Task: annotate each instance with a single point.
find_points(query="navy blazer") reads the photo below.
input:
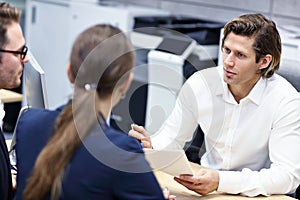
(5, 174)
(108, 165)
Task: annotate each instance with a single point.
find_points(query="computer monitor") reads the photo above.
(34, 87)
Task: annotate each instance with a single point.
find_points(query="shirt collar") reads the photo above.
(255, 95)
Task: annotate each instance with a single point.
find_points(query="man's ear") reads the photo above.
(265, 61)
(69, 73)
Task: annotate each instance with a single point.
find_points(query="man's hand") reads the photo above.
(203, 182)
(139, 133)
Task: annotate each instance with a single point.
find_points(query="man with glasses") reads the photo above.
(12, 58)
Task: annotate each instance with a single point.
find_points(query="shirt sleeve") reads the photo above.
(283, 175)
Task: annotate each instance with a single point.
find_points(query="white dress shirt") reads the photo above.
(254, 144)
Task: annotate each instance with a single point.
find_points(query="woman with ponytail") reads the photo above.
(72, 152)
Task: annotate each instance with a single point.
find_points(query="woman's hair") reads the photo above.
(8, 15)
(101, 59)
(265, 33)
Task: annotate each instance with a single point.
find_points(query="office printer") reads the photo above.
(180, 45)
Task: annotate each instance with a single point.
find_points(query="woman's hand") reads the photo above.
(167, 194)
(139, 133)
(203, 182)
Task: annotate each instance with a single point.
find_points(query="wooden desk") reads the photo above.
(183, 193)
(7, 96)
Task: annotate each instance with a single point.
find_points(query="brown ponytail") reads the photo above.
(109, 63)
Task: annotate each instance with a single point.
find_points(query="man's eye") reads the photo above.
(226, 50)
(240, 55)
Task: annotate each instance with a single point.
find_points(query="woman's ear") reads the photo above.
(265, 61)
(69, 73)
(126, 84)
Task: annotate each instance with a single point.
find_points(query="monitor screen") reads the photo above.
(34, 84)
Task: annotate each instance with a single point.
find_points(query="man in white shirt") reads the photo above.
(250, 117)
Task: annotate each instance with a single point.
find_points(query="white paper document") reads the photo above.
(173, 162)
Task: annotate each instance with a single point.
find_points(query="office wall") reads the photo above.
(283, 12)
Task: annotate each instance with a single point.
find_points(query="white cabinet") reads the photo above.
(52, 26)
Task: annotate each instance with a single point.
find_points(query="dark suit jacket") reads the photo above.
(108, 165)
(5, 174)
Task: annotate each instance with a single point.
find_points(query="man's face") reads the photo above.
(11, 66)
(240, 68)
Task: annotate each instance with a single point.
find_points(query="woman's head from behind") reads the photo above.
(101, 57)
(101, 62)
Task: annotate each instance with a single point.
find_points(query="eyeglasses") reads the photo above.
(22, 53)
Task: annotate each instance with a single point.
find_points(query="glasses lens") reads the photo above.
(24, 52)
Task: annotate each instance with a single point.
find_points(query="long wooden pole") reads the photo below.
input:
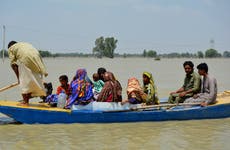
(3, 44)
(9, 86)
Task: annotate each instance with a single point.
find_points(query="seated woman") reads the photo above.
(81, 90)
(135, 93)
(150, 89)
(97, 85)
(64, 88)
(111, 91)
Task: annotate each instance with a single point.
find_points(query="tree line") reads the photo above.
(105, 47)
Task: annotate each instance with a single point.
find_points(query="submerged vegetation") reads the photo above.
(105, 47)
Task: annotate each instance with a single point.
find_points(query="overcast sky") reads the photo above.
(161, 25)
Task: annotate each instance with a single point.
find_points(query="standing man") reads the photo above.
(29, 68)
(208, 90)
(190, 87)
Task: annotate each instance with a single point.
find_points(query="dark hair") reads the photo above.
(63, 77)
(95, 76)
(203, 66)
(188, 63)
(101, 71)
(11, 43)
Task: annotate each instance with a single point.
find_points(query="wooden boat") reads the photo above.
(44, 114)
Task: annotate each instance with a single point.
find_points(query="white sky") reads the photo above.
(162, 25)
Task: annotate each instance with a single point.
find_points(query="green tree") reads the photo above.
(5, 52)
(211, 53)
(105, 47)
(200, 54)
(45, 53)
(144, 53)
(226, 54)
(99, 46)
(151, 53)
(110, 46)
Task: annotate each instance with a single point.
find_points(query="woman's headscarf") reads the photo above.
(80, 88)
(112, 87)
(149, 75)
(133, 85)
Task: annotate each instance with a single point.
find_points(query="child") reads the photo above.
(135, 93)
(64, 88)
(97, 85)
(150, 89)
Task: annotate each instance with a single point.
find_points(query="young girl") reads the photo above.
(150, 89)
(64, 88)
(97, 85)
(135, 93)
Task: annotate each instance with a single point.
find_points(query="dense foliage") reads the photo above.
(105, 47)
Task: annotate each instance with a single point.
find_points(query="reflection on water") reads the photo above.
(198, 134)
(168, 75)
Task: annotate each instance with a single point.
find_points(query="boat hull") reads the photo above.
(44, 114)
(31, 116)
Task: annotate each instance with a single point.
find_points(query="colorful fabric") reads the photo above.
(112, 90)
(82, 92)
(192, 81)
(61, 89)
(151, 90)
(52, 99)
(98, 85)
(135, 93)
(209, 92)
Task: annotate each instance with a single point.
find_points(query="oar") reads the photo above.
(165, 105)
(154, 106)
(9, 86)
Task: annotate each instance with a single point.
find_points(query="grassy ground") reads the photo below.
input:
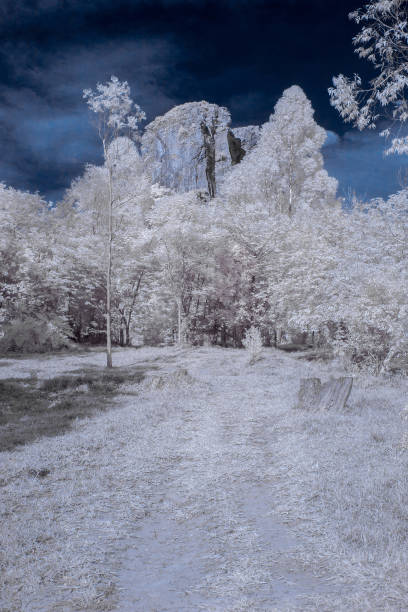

---------------

Stated exercise ▸ Locate every line in the material above that contains the word "monitor", and copy each of those lines in full. Count a match only when the capitalization is the same.

Written response ▸
find_points(query="computer monitor") reads the photo above.
find_points(query="monitor screen") reads the photo above.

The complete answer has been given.